------ Data supplied

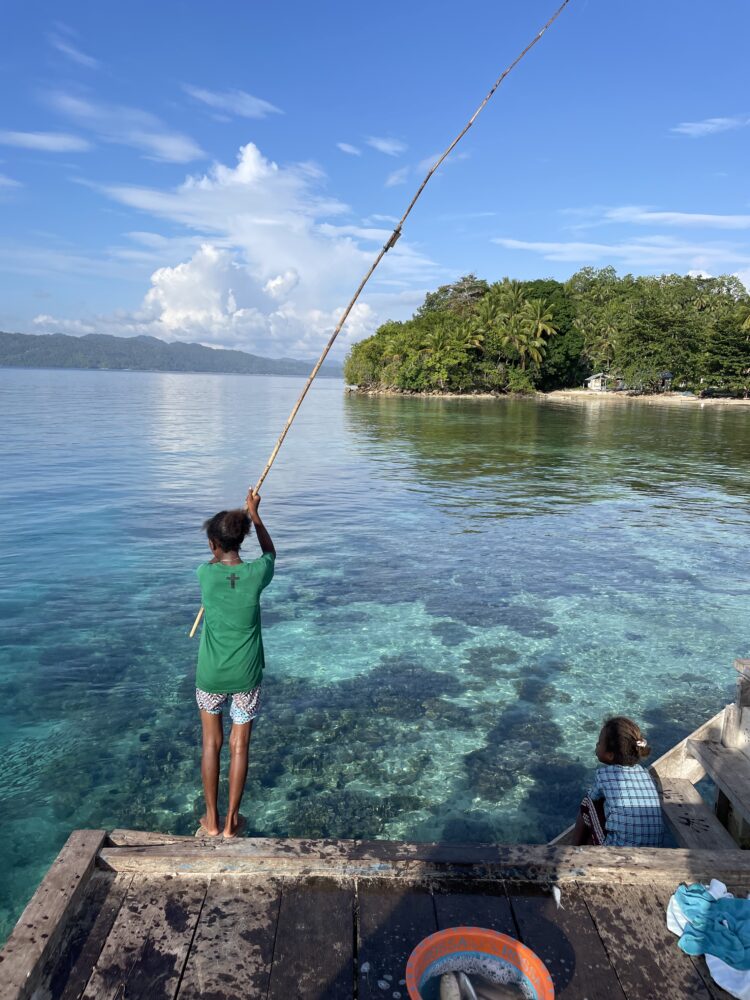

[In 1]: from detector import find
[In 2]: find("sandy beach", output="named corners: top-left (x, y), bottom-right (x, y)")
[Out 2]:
top-left (548, 389), bottom-right (750, 407)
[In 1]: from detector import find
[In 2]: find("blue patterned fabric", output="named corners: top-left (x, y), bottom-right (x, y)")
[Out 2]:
top-left (589, 764), bottom-right (664, 847)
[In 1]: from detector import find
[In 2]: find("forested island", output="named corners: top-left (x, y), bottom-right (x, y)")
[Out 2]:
top-left (344, 268), bottom-right (750, 397)
top-left (0, 332), bottom-right (341, 378)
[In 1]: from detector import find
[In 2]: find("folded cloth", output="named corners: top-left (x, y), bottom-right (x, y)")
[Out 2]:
top-left (675, 882), bottom-right (750, 969)
top-left (667, 879), bottom-right (750, 1000)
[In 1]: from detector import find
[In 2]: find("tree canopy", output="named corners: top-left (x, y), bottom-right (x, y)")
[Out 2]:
top-left (344, 268), bottom-right (750, 395)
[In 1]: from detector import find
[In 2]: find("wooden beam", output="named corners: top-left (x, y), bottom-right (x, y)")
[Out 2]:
top-left (659, 778), bottom-right (738, 851)
top-left (0, 830), bottom-right (106, 1000)
top-left (688, 740), bottom-right (750, 823)
top-left (651, 708), bottom-right (724, 784)
top-left (100, 840), bottom-right (750, 885)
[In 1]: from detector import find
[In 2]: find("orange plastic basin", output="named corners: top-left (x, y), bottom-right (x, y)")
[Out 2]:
top-left (406, 927), bottom-right (555, 1000)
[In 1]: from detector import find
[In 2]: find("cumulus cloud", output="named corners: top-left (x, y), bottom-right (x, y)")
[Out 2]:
top-left (603, 205), bottom-right (750, 229)
top-left (38, 143), bottom-right (443, 357)
top-left (0, 132), bottom-right (91, 153)
top-left (182, 83), bottom-right (284, 118)
top-left (365, 135), bottom-right (407, 156)
top-left (670, 115), bottom-right (750, 139)
top-left (48, 91), bottom-right (205, 163)
top-left (34, 244), bottom-right (376, 357)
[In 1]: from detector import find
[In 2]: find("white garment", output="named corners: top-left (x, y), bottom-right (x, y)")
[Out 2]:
top-left (667, 878), bottom-right (750, 1000)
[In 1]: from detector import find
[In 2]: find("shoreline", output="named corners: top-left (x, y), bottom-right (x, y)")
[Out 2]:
top-left (344, 386), bottom-right (750, 407)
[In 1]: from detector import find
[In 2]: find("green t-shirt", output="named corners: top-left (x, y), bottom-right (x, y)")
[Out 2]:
top-left (195, 552), bottom-right (274, 694)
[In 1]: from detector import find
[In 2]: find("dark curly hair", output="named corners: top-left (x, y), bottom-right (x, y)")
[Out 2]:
top-left (203, 509), bottom-right (251, 552)
top-left (600, 715), bottom-right (651, 767)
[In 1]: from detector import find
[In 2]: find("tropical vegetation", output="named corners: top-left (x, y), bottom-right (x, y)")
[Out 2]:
top-left (344, 268), bottom-right (750, 396)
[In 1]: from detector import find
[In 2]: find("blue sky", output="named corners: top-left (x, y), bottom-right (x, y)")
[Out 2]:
top-left (0, 0), bottom-right (750, 357)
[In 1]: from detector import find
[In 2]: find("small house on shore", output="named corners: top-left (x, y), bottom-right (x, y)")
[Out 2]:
top-left (583, 372), bottom-right (625, 392)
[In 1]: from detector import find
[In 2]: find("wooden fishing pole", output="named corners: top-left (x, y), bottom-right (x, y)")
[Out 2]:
top-left (190, 0), bottom-right (570, 639)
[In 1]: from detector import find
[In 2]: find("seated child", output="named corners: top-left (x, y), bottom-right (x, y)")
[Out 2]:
top-left (195, 491), bottom-right (276, 837)
top-left (573, 715), bottom-right (664, 847)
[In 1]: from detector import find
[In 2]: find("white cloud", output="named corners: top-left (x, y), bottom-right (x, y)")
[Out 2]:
top-left (182, 83), bottom-right (284, 118)
top-left (604, 205), bottom-right (750, 229)
top-left (35, 144), bottom-right (443, 357)
top-left (365, 135), bottom-right (407, 156)
top-left (47, 34), bottom-right (99, 69)
top-left (34, 244), bottom-right (375, 357)
top-left (492, 236), bottom-right (750, 273)
top-left (385, 167), bottom-right (409, 187)
top-left (670, 115), bottom-right (750, 139)
top-left (49, 91), bottom-right (205, 163)
top-left (263, 271), bottom-right (299, 299)
top-left (0, 132), bottom-right (91, 153)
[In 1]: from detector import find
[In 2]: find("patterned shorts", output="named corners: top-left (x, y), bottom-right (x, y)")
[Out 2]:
top-left (195, 687), bottom-right (260, 726)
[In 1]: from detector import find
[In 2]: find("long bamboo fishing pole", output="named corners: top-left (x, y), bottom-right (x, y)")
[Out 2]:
top-left (190, 0), bottom-right (570, 639)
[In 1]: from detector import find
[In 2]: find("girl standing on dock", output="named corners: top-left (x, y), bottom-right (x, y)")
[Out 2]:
top-left (195, 490), bottom-right (276, 837)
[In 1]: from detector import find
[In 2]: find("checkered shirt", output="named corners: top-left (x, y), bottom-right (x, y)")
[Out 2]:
top-left (589, 764), bottom-right (664, 847)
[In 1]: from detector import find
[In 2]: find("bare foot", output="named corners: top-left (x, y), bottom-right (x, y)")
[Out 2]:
top-left (200, 816), bottom-right (221, 837)
top-left (224, 813), bottom-right (245, 840)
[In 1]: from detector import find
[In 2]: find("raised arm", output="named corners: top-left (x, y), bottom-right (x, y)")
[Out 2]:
top-left (245, 490), bottom-right (276, 556)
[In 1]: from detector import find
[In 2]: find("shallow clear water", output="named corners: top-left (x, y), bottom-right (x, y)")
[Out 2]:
top-left (0, 369), bottom-right (750, 933)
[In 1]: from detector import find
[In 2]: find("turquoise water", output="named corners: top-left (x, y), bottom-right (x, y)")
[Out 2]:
top-left (0, 370), bottom-right (750, 932)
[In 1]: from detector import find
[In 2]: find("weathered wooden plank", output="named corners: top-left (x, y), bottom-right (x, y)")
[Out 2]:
top-left (582, 888), bottom-right (712, 1000)
top-left (268, 879), bottom-right (354, 1000)
top-left (0, 830), bottom-right (105, 1000)
top-left (654, 885), bottom-right (730, 1000)
top-left (688, 740), bottom-right (750, 823)
top-left (48, 871), bottom-right (133, 1000)
top-left (99, 840), bottom-right (750, 885)
top-left (433, 882), bottom-right (518, 937)
top-left (650, 708), bottom-right (724, 784)
top-left (107, 828), bottom-right (198, 847)
top-left (83, 876), bottom-right (206, 1000)
top-left (177, 876), bottom-right (281, 1000)
top-left (357, 883), bottom-right (437, 1000)
top-left (656, 776), bottom-right (736, 851)
top-left (510, 884), bottom-right (625, 1000)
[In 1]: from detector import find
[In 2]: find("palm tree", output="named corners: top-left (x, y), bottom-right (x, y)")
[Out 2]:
top-left (523, 299), bottom-right (557, 339)
top-left (502, 299), bottom-right (557, 371)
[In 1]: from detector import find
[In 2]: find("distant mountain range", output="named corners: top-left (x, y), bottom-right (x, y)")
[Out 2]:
top-left (0, 331), bottom-right (342, 378)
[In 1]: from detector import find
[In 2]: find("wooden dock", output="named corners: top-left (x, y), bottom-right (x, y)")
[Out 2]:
top-left (0, 830), bottom-right (750, 1000)
top-left (5, 660), bottom-right (750, 1000)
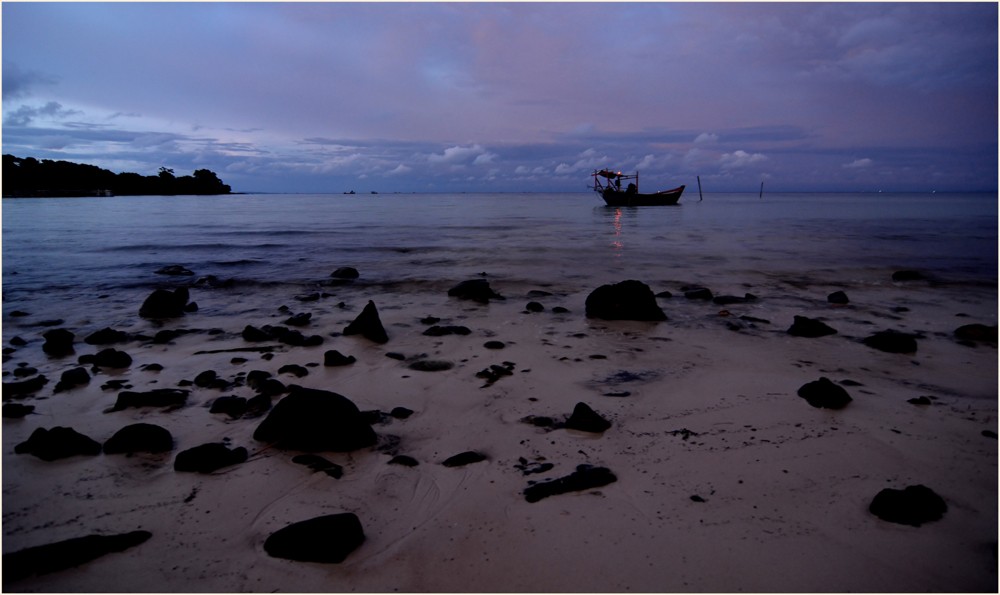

------------

Task details:
Extract every line from the records above that contains the string "tree". Case counts.

Response for this exercise:
[In 2]: find("tree canopy", output="named corners: top-left (x, y), bottom-right (x, y)")
[In 2]: find("palm tree", output="named corners: top-left (x, y), bottom-right (x, y)")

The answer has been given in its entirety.